Set down each entry exactly as it stands, without altering a single character.

## Point localization data
BEGIN
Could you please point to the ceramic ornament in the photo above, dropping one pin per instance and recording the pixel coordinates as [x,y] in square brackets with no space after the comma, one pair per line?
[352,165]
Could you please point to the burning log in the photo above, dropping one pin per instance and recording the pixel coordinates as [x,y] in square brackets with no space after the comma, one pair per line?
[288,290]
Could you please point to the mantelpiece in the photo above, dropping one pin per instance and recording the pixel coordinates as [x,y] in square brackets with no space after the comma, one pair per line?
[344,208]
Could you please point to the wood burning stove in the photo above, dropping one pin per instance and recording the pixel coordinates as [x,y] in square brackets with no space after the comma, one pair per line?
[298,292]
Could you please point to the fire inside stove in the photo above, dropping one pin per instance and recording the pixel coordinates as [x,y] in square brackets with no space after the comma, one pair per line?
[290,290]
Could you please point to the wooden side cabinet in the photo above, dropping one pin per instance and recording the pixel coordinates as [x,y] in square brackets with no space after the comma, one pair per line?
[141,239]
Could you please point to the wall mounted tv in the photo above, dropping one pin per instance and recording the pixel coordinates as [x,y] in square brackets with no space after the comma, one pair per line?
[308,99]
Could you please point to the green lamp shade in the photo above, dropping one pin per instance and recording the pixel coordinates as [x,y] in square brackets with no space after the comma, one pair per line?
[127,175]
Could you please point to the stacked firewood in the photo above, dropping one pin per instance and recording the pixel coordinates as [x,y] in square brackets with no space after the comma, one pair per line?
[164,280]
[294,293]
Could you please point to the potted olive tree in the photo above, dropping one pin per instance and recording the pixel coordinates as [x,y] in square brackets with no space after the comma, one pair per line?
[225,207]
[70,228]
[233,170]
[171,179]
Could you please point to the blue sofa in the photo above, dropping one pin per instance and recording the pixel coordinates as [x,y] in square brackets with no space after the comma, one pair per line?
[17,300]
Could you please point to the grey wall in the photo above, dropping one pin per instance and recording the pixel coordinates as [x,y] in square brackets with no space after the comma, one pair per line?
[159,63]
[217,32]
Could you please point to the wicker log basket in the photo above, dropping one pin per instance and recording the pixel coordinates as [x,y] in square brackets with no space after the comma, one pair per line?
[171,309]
END
## The answer
Could you please point to the ceramic ornament in the photo above, dropping one pin per instance and recording the pixel coordinates as [x,y] in square brackets with no space after the comma, one pair per line?
[352,165]
Could you please point to the burning log in the photo above, dropping one pin per instance and recording the pixel coordinates as [x,y] in square brackets with no space after the comma, one pair per line?
[288,290]
Could you please point to the mantelpiece in the photo above, dropping one pin per instance and recording the pixel coordinates as [x,y] in square brackets with no space after the comma, one pair per line?
[344,208]
Could you please point to the wood burning stove in the photo above, dropping one pin per instance and recording the pixel coordinates as [x,y] in square brackets with no space after the comma, one pair per line?
[298,292]
Could you please point to the fire inside stove in the photo above, dropping one pin per instance and recording the pixel coordinates as [x,y] in square brackets with no space after the comma, one pair per line?
[290,290]
Could you please point to the wooden side cabinet in the photo above, dropping one pin per instance and recording the pixel coordinates as [x,y] in square brackets with no space after the comma, one pair per line?
[141,239]
Could you please point to the wall mounted tv in the photo above, dropping one pin per instance and recording the pixel coordinates as [x,y] in square brackets with no space after the comma, one pair per line?
[308,99]
Could you please point to the green lamp shade in the photo above, dropping one pin per instance and recording the pixel coordinates as [x,y] in square brackets with no space after the comma, one pair per line?
[127,175]
Could you please point to the stacked firewood in the photo above, dropping one pin per instance and recording the pixel coordinates as [x,y] in square brackets with no space after the comma, one pair per line?
[164,280]
[294,293]
Could you please point to the potted olive tree in the photo above, dropping one pin per instance and recording the pixel coordinates as [x,y] in square brackets with no space after the comma, one pair per line?
[225,207]
[70,228]
[233,170]
[171,179]
Could you please point to the blue sofa in the photo above, dropping one pin per instance and recording the pixel coordinates as [x,y] in square brackets with no space after the comma, one pair per line?
[17,300]
Could you please point to the grey wall in the photo above, dropping one pin per instance and recording the pixel coordinates as [x,y] in square brackets with no space after the comma, one pair per line?
[159,63]
[217,32]
Could you please point to the wicker log basket in the photo above, dropping one pin per instance and recording the pixel coordinates as [x,y] in square brackets with no space after the comma, one pair per line?
[171,309]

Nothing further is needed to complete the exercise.